··· Document text ···

All American 519: “Sabotage”

Written by Natalie

Coop sits on the patio outside the Baker mansion, watching Patience's instagram live event on her phone. She's wearing a black vest with a white shirt underneath.

The fallout from the video of Skye’s ill-conceived kiss continues to reverberate. For the last two weeks, Coop’s been staying at home with her parents and has steadfastly refused to return any of Patience’s calls or texts. Thankfully, Patience catches her on a pit stop at the Baker house and assures her ex that she had nothing to do with the video. Patience also notes that the video had been doctored — she pulled away immediately after it happened — but that only affirms for Coop that Skye was the one to initiate the kiss. Patience points out that Skye immediately regreted the kiss but Coop dismisses that meek defense. Coop wonders if Layla knows that someone’s spying on people in her studio but Patience hasn’t told her yet, she was only concerned about Coop. But Coop doubts that: if Patience was really concerned about Coop, she would’ve told her about the kiss rather than letting her get blindsided by the video.

···

### The problem
According to the episode recap above, how long has Coop been staying at home with her parents?

··· Extracted entries ···

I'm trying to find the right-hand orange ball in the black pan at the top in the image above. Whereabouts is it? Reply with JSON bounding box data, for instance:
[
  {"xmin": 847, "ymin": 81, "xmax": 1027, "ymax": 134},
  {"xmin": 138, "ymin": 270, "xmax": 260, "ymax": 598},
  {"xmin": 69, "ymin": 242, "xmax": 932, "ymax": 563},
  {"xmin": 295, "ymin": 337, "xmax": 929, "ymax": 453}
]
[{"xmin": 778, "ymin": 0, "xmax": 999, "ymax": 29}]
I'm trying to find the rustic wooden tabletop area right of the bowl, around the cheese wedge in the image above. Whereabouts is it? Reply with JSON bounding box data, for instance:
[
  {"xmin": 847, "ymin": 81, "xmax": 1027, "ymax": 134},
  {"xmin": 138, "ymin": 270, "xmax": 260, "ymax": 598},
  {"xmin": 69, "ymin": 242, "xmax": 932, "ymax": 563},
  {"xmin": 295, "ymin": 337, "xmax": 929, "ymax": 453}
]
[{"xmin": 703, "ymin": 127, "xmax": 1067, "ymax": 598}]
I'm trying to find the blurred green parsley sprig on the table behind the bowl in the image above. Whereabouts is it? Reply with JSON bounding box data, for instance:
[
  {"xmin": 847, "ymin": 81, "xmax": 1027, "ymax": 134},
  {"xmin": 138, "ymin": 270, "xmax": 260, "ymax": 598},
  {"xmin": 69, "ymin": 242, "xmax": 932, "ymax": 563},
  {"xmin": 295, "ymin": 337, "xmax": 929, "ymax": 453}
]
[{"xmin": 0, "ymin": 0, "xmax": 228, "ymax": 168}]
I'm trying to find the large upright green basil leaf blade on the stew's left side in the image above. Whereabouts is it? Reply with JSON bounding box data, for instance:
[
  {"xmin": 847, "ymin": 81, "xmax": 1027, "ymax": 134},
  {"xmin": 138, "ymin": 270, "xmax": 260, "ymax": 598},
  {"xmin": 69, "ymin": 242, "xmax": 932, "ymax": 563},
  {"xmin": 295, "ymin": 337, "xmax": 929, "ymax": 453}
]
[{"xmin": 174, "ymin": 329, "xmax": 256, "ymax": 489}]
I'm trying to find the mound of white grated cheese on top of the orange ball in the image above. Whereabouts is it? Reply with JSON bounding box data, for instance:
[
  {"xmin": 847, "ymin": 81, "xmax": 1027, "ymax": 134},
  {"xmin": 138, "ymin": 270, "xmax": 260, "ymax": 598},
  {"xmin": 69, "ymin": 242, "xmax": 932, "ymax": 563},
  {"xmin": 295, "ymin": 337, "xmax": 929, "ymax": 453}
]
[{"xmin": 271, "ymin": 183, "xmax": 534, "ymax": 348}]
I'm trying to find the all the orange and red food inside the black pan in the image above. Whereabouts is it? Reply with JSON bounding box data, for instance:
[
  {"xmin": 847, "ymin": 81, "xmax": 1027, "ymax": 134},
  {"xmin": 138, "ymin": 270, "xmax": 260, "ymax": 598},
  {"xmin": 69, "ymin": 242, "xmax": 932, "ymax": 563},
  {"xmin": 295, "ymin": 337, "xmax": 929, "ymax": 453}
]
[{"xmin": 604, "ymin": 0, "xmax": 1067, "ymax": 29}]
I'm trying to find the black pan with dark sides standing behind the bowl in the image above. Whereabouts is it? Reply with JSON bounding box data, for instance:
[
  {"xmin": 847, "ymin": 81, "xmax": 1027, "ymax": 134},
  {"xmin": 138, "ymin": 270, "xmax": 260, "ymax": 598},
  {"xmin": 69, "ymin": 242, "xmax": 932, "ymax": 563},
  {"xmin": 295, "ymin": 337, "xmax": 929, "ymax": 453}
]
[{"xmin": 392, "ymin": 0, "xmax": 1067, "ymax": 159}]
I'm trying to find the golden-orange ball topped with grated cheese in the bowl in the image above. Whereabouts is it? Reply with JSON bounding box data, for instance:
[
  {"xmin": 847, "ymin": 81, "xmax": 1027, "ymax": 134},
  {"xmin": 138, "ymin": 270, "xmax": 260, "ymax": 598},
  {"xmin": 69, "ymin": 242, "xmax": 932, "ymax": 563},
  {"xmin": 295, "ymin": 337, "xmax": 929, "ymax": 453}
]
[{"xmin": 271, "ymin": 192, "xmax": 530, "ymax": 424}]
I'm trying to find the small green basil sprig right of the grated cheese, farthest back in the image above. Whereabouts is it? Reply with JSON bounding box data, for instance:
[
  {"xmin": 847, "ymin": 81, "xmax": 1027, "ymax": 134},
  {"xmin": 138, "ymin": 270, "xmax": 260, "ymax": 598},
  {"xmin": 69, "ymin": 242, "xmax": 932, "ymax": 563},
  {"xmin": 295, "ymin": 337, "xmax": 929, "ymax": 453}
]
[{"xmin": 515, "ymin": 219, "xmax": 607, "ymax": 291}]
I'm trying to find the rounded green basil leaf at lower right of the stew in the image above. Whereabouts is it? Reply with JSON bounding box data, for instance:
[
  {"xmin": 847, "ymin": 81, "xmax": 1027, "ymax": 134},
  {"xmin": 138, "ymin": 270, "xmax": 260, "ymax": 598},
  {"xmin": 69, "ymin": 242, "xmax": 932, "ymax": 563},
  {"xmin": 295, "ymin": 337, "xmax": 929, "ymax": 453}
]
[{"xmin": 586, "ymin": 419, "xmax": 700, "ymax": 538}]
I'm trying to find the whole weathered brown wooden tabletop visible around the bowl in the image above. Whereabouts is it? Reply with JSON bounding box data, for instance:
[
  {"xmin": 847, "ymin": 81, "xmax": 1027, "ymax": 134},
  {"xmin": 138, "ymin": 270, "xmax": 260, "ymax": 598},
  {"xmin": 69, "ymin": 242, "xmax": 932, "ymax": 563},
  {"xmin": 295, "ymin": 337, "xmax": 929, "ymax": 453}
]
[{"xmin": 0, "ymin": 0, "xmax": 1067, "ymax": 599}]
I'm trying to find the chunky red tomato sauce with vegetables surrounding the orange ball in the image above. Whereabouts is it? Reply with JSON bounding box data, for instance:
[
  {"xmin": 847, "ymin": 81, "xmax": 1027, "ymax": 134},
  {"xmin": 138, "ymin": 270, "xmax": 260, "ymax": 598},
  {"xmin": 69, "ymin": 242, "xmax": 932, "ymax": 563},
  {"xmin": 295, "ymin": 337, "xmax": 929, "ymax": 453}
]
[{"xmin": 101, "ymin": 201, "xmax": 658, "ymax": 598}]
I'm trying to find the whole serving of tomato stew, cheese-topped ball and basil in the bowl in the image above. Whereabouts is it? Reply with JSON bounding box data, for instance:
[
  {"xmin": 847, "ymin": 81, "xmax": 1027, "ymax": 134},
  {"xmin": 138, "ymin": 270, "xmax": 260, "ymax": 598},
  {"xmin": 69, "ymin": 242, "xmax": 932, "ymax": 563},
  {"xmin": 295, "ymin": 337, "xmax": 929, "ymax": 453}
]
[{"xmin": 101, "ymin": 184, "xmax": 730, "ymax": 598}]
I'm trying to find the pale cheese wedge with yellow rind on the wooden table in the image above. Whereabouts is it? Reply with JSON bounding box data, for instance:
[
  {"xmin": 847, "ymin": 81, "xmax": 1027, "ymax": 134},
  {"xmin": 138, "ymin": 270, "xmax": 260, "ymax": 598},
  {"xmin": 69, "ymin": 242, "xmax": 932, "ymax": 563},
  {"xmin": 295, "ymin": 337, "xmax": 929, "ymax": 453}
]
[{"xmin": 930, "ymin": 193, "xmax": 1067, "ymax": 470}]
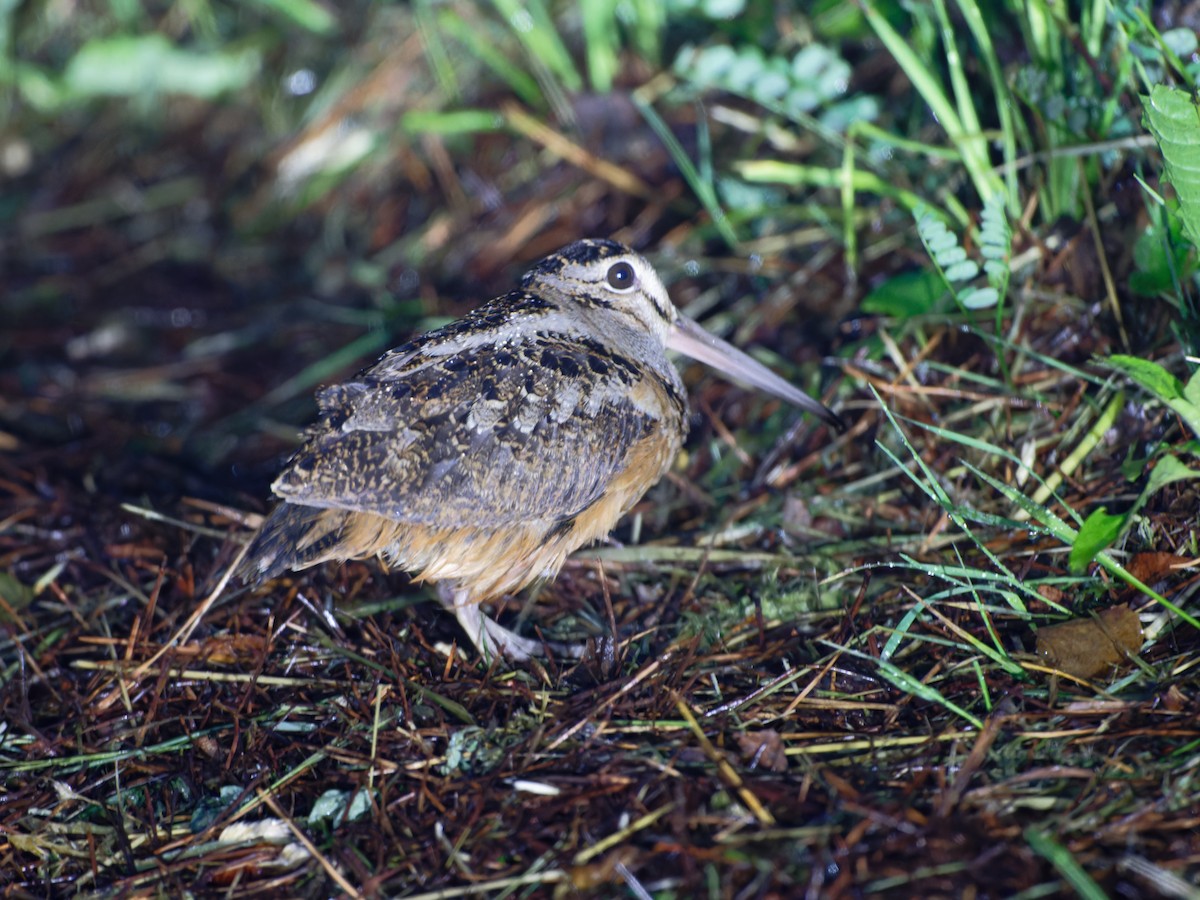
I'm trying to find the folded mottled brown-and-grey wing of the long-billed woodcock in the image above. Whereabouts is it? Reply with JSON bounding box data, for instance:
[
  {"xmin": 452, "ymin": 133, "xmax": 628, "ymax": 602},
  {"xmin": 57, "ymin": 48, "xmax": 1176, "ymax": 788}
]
[{"xmin": 274, "ymin": 335, "xmax": 684, "ymax": 529}]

···

### Result of this exercise
For the last two weeks.